> _Instructions for the task_
Print the entries below in their entirety, exactly as they are written.
-- START OF Listed records --
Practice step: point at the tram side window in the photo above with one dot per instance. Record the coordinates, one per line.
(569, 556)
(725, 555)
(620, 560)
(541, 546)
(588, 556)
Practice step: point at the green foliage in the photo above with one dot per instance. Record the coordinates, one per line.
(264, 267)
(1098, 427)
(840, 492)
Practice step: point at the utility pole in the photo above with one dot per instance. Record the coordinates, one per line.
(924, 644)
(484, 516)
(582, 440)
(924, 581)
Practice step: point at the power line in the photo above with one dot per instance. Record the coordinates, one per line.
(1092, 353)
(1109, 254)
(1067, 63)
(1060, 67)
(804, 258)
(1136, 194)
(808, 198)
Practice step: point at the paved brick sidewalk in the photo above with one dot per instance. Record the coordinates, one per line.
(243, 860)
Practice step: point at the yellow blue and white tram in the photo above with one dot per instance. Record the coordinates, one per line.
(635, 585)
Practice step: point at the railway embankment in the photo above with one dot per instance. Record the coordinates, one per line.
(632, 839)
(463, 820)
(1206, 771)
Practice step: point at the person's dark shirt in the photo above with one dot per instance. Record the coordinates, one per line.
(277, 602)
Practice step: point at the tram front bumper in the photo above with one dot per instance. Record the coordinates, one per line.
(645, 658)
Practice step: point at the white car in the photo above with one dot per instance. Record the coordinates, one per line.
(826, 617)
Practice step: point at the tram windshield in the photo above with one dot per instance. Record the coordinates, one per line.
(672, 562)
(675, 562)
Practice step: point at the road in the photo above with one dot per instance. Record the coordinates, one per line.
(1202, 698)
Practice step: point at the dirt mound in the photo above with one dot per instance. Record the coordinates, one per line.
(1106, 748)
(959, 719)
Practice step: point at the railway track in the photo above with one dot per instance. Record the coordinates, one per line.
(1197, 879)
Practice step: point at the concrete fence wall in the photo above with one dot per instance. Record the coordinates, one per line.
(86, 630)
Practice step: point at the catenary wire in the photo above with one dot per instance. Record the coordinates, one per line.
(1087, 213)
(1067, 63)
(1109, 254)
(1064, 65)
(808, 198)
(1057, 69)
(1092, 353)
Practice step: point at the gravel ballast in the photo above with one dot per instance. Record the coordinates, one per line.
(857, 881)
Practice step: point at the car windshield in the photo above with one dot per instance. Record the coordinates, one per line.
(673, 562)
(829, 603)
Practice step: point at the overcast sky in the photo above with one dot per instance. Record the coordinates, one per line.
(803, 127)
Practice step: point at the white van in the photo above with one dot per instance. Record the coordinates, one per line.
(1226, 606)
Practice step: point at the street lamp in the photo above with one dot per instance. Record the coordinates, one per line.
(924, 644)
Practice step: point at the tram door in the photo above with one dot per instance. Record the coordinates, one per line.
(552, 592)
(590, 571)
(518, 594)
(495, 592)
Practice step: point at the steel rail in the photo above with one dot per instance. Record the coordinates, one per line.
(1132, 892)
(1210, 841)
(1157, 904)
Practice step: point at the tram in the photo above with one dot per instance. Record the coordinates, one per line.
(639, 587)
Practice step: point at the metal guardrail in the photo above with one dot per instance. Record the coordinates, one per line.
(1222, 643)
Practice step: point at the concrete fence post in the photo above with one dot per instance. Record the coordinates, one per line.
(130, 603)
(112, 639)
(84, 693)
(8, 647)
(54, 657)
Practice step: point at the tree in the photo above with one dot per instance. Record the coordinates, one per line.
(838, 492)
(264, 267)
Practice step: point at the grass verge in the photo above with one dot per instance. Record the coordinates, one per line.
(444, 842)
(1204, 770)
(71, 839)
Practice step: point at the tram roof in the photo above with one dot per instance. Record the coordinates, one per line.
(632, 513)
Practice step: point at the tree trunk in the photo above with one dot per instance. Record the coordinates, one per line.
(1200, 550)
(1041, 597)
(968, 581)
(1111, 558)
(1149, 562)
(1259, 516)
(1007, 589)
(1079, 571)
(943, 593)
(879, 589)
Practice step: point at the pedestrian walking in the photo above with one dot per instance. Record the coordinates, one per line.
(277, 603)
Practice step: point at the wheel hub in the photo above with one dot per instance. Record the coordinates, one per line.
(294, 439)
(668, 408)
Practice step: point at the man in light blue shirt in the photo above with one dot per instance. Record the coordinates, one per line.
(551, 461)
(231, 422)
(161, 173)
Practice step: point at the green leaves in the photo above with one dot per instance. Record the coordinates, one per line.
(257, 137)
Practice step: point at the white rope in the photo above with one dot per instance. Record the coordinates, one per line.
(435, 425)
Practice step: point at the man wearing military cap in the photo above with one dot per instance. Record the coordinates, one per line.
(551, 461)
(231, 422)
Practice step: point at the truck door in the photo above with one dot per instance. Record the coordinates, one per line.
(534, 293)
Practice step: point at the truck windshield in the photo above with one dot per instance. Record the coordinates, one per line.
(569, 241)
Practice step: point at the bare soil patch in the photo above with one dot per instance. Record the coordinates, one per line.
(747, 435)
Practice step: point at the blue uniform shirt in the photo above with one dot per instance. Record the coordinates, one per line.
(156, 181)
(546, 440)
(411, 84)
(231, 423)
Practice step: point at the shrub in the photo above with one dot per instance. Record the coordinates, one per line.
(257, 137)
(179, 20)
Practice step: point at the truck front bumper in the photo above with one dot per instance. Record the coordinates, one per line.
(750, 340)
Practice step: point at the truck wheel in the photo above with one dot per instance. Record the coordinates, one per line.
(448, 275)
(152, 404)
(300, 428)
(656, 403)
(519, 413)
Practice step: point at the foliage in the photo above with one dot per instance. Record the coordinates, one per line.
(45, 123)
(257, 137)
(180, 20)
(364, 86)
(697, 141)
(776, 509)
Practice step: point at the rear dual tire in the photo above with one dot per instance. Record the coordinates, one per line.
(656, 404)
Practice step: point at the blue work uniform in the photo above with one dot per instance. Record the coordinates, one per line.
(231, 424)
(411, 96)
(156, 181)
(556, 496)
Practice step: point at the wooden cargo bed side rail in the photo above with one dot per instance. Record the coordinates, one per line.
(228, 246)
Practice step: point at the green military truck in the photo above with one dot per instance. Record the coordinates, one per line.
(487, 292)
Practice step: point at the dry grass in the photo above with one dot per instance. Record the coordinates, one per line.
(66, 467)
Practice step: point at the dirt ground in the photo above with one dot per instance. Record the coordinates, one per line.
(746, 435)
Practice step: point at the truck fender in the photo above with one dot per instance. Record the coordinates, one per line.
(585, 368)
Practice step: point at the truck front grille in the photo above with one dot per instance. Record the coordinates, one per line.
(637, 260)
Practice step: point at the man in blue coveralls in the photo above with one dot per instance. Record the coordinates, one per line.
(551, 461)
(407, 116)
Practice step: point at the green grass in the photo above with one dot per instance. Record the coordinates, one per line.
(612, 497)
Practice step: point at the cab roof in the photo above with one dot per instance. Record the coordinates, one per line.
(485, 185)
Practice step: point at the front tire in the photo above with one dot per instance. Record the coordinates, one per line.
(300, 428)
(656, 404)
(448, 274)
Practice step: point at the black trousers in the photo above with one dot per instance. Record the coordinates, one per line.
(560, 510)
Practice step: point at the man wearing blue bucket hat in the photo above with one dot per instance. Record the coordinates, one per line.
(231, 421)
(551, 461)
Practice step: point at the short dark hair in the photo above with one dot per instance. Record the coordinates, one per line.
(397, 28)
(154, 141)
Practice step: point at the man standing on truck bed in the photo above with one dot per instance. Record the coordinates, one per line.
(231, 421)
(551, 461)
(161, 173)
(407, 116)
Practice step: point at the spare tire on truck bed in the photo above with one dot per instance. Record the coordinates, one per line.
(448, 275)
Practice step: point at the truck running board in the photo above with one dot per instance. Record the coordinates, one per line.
-- END OF Listed records --
> _In response_
Practice step: point at the tram side window in the photo above with one dot per instance. Record the coordinates, one per line.
(569, 556)
(725, 555)
(620, 560)
(541, 546)
(588, 556)
Practice step: point at the green foliage in the photo above with one dot per instance. Record the coordinates, one per line.
(264, 267)
(1098, 427)
(840, 492)
Practice step: point at the utility pole in the photo above with one dot per instance. Record the coordinates, one per line.
(924, 644)
(484, 516)
(582, 440)
(924, 581)
Practice step: point at the power line in the photo above with one dot per instance. Record the coordinates, one per line.
(1092, 353)
(1109, 254)
(1067, 63)
(1060, 67)
(804, 258)
(1136, 194)
(808, 198)
Practice step: point at the paved brick sidewalk in the photo above with one dot per instance. Record the coordinates, one per line.
(243, 860)
Practice step: point at the yellow blue and white tram in the photo above with one dot per instance. Record the coordinates, one per line.
(635, 585)
Practice step: point at the railway embankment in the photo above with one dot per instance. Record the coordinates, one per line.
(632, 839)
(463, 820)
(1206, 771)
Practice step: point at the person's dark shirt in the photo above with one dot per instance. Record the coordinates, one per line.
(277, 602)
Practice step: point at the tram front bumper in the photo above with one dot per instance. Record the coordinates, one per line.
(645, 658)
Practice step: point at the white car in the photo above with one dot per instance. Record the coordinates, one per line.
(826, 617)
Practice step: point at the tram windshield in the photo above with one dot per instance. Record the coordinates, one per line.
(672, 562)
(675, 562)
Practice step: point at the road in the photo above with one dot per instance. Record the coordinates, one per line.
(1202, 698)
Practice step: point at the dirt mound in the photo above with one dot per instance. Record the coordinates, one per line.
(1106, 748)
(959, 719)
Practice step: point at the railway track in the photo above with one dot per instance. Record the coordinates, one per line.
(1197, 879)
Practice step: point at the concrete fence wall in the photo above with one dot per instance. Record the coordinates, one per line.
(86, 630)
Practice step: point at the catenary wire in the photo above with one dot per instance. Record the coordinates, one per line.
(1087, 213)
(1067, 63)
(1109, 254)
(1064, 65)
(808, 198)
(1057, 69)
(1092, 353)
Practice step: point at the gravel ballast in the photo above with one dot per instance. Record the coordinates, one per line.
(857, 881)
Practice step: point at the car windshield in the photo above with one dot per instance. Record the coordinates, one per line.
(673, 562)
(829, 603)
Practice step: point at the overcast sky in the photo above with one dot per instance. Record the coordinates, one per line.
(803, 127)
Practice step: point at the white van in the photo above with one dot per instance. Record the coordinates, one per line.
(1226, 606)
Practice step: point at the street lamp in the photo above with one dot per instance. Record the coordinates, one per line.
(924, 644)
Practice step: point at the tram door in the photo above with one dot per instance. Record the coordinates, one per line.
(552, 592)
(590, 571)
(518, 594)
(495, 592)
Practice step: point at the steel rail in the photo above with one dot per instance. Record the coordinates, one per line.
(1132, 892)
(1210, 841)
(1157, 904)
Practice step: point at the tram in the photo above with one dot per instance. Record the coordinates, one per line.
(639, 587)
Practice step: point at the metal guardrail in the photo above with one dot per instance. Record the coordinates, one per line.
(1222, 643)
Practice step: point at the concrete fence post in the photo above with one dot per instance. Record the coordinates, one per line.
(130, 603)
(112, 639)
(84, 693)
(8, 647)
(54, 657)
Practice step: point at the tree in the photo above with one dot per instance. Record the coordinates, one per line.
(838, 492)
(264, 267)
Practice step: point at the grass verge in the photo above with one dot per instance. Record the coordinates, one per line.
(444, 842)
(1204, 770)
(71, 839)
Practice step: point at the tram roof in the photo above with one dot per instance. Record the coordinates, one per line.
(632, 513)
Practice step: point at the tree trunk in the photo above with one dot per instance. Record the coordinates, one per line.
(1200, 550)
(1041, 597)
(968, 581)
(1111, 558)
(1149, 562)
(1259, 516)
(1007, 589)
(1079, 571)
(943, 593)
(879, 589)
Practice step: point at the pedestrian walking in the photo above with one dot per instance. Record the coordinates, one per line.
(277, 603)
Practice step: point at the wheel hub in the photo above with one dot per instance. Record the coordinates, one per line.
(294, 439)
(668, 408)
Practice step: point at the man in light blue shirt in the photo above with one dot per instance. Record the coordinates, one per line.
(551, 461)
(231, 422)
(161, 173)
Practice step: point at the green leaves in the photo above with one dot per instance. Record the coordinates, one per line.
(257, 137)
Practice step: point at the white rope in the photo above with one dot per instance. Record the coordinates, one per line.
(435, 425)
Practice step: point at the man wearing military cap in the photo above with one dot per instance. Record the coordinates, one per line.
(551, 461)
(231, 422)
Practice step: point at the truck door in the photo above with one dot per instance. Record the coordinates, one per line.
(534, 293)
Practice step: point at the truck windshield in the photo above with one dot per instance. Record the coordinates, one per line.
(569, 241)
Practice step: point at the bare soil patch in the photo above with one dot per instance. Record the coordinates, one per line.
(747, 435)
Practice step: point at the blue uniform shirt in the photo above with one dot per instance. Record the coordinates, one per line.
(156, 181)
(546, 440)
(411, 84)
(231, 423)
Practice step: point at the shrub in the photo above with one dot per instance. Record the coordinates, one per line.
(257, 137)
(179, 20)
Practice step: point at the truck front bumper in the photo above with one dot per instance. Record the coordinates, one per line.
(750, 340)
Practice step: point at the truck wheel in the photo above with one dot per instance. Record the coordinates, one per line.
(448, 275)
(152, 404)
(300, 428)
(656, 403)
(519, 413)
Practice step: point at the foliage in the photo above with one dot per instance. Record the coordinates, one per line.
(45, 123)
(257, 137)
(180, 20)
(364, 86)
(697, 141)
(776, 509)
Practice step: point at the rear dual tire in the photo above with one dot per instance. Record the coordinates, one per line.
(656, 404)
Practice step: point at the blue work uniform in the photo above with one dot per instance. Record the coordinates, one per line.
(231, 424)
(411, 96)
(156, 181)
(556, 496)
Practice step: point at the wooden cargo bed side rail in the photo above with one dot per instance. Record the coordinates, one per line.
(228, 246)
Practice step: point at the green military truck in the photo above with one dot per instance. Record the coordinates, one per line.
(487, 292)
Practice step: point at the dry grass in the photo above with one dot per instance. Record the coordinates, one per line.
(66, 467)
Practice step: point at the dirt ground in the photo above with one dot per instance. Record the coordinates, one per line.
(746, 435)
Practice step: point at the truck fender in the photo above with one dot per instance. Record the coordinates, one per line.
(585, 368)
Practice step: point at the truck front grille in the photo above with one dot per instance. Record the coordinates, one per line.
(637, 260)
Practice step: point at the man in blue coveralls in the photo above with one dot per instance. Record the coordinates, one per line.
(551, 461)
(407, 116)
Practice step: point at the green grass in the photo above with one dot per instance. Record the coordinates, one per line.
(612, 497)
Practice step: point at the cab roof in the photo above with one dot per instance. Record the coordinates, one per line.
(485, 185)
Practice step: point at the front tire in the photo above with one dot per instance. Record the coordinates, one per line.
(300, 428)
(656, 404)
(448, 274)
Practice step: point at the black trousers in the photo above with one dot per instance. Record the coordinates, one per line.
(560, 510)
Practice step: point at the man wearing blue bucket hat in the photo above with one dot per instance. Record the coordinates, one per line.
(231, 421)
(551, 461)
Practice step: point at the short dark hair in the photo above with one dot per instance. Record the coordinates, one per line.
(397, 28)
(154, 141)
Practice step: point at the man standing on truck bed in the photo above with one dot per instance. Record the coordinates, one per line.
(231, 421)
(551, 461)
(161, 173)
(407, 116)
Practice step: point at the spare tire on truck bed in the photo above with one dot per instance. Record the coordinates, one per line.
(448, 275)
Practice step: point at the truck running board in the photo above with one dot per instance. Record the coordinates, one per line.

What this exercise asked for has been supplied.